WORK TO BE COMPLETED
From the first line to the last, copy the data below word for word.

PROVIDED MATERIAL

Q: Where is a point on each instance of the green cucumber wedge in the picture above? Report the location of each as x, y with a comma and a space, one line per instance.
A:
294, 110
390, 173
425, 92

FINAL ANSWER
Q: Where is a point on each instance of the green cucumber wedge in the picture above? Report the location of each as x, y with a comma and a space, one line per instance.
A:
294, 110
390, 173
425, 92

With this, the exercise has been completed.